◆ **課題の目的**:
以下の説教を読み、次の問いに答えよ。
(a) 説教前に歌われた讃美歌の曲名は何か。
(b) 川端康成がノーベル賞受賞の際の講演につけた題は何か。
(c) 家族のネット礼拝は何曜日の何時に行われるか。

説教「神様からのご委託」

2020年5月3日、六浦谷間の集会
「復活節第4主日

 

説教、「神様からのご委託」 鈴木伸治牧師
聖書、イザヤ書62章1-5節

   ヨハネの黙示録3章14-22節
   ヨハネによる福音書21章15-25節
讃美、(説教前)讃美歌54年版・155「空はうららに」
   (説教後)讃美歌54年版・243「ああ主のひとみ」

 


 5月が始まりました。もはや初夏であり、桜の花や桃の花、そしていろいろな木に咲く花等を喜んで鑑賞していましたが、花も終わりになり、それぞれの木は新緑の葉が生え始めています。花びらが落ちた後は、初々しい葉を鑑賞するようになっています。日本の国は季節の移ろいを常に喜ぶことができるのです。昔、小説家の川端康成さんがノーベル賞をいただき、受賞の際、講演をしましたが、「美しい日本の四季」と題してお話しをしたと言うことでした。私達はこの美しい自然の移ろいを神様のお恵みとして受け止めています。しかし、今は新型コロナウィルス感染予防のため、美しい花の芽が切り取られています。たくさんの花が咲くと多くの見物客が訪れ、人が混雑することになります。人との接触をできるだけ抑えられていますので、人が集まるような場所はなくすようにしているのです。従って、今年は桜のお花見はできませんでした。桜を見ながら、宴会を開くことも禁じられたのでした。今は人々はひたすら家の中にいなければなりません。しかし、職務上、人との話等が必要です。そのためテレビ電話で話し合うことが多くなっています。勤めている幼稚園でも、今は幼稚園を休園しているので、今後どのように対処するか理事の皆さんと話し合いました。それもテレビ電話で、集まっての話し合いではなく、それぞれの場所から話し合ったのでした。テレビ電話と言えば、我が家ではネット礼拝をしています。スペインに住む羊子や相模原に住む星子、海老名におります優が、日曜日の夕刻6時に画面を通して一緒に礼拝するのでした。新型コロナウィルス感染予防がなければ、テレビで話し合ったり、仕事をすることも少なかったと思いますが、今は重要な存在になっています。しかし、このような状況の中でも、真に人間の絆、触れ合いが生まれるかということです。人間は、共に歩むことが大切なのです。日本ではあまりしませんが、外国では人が出会うと握手したり、ハグしたり、触れ合いを喜びあいます。日本ではそのような風習は発展しませんでしたが、やはりお互いにお辞儀をしては話し合うこと、そういう触れ合いで互いに元気が与えられるのです。
 教会では、今は多くの教会が礼拝、ミサを中止にしています。礼拝は各自において家でささげて欲しいということなのです。しかし、礼拝は共に声を合わせて賛美をささげ、お祈りを共にし、み言葉を共に聞くことで喜びが与えられ力となるのです。人と人とが共に触れ合うことで喜びが与えられるのです。それが今は人と触れ合うことが禁じられており、できるだけ外出しないことが求められているのです。神様は人が共に歩むことを求めておられるのです。共に歩むことで、一人一人に力が与えられるのです。今のこの時、私たちは神様のご委託を改めて示されたいと今朝の聖書を示されているのです。

◆ **抽出データ**:
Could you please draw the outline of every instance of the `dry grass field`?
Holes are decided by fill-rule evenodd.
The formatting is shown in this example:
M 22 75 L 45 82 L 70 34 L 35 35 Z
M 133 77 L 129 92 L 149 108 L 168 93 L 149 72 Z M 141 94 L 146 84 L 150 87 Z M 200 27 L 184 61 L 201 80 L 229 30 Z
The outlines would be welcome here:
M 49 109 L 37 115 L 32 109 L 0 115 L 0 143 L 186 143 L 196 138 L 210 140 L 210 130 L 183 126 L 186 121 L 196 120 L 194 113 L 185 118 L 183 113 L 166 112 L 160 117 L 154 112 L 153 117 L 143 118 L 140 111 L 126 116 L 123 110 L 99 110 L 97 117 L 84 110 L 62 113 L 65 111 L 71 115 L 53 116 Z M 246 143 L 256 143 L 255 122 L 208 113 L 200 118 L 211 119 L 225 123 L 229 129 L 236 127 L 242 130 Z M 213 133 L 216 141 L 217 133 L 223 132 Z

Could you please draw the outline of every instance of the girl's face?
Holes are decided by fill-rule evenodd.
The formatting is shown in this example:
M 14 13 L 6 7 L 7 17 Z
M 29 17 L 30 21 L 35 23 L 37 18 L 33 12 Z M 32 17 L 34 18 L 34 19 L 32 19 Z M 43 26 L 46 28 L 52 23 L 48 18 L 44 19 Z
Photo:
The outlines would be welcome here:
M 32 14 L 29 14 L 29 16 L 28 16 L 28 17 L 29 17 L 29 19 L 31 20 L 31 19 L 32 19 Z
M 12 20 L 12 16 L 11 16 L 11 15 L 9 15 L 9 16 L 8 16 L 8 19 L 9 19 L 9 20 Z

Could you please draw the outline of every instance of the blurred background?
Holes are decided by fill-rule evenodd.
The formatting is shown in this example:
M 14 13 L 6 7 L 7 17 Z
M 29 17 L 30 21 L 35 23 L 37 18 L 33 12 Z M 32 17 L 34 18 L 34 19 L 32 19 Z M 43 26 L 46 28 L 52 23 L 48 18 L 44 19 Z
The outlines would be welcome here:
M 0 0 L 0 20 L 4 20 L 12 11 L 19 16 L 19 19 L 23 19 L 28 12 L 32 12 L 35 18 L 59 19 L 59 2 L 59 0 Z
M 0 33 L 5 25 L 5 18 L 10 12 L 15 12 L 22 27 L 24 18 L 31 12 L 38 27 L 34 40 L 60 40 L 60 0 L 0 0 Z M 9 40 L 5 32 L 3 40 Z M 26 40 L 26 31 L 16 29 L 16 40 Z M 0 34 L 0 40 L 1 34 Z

◆ **課題の解答**:
(a) 「空はうららに」(讃美歌54年版・155)
(b) 「美しい日本の四季」
(c) 日曜日の夕刻6時